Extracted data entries
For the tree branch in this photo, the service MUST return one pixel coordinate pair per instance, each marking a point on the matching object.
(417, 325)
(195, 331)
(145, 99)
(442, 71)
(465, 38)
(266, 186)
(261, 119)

■ DESCRIPTION OF THE TASK: The required output is the complete set of records, reproduced exactly.

■ TASK ANSWER:
For the tree branch in this photo, the service MUST return one pixel coordinate pair per instance, each marking a point on the matching object.
(417, 325)
(195, 331)
(145, 99)
(442, 71)
(465, 38)
(266, 186)
(261, 119)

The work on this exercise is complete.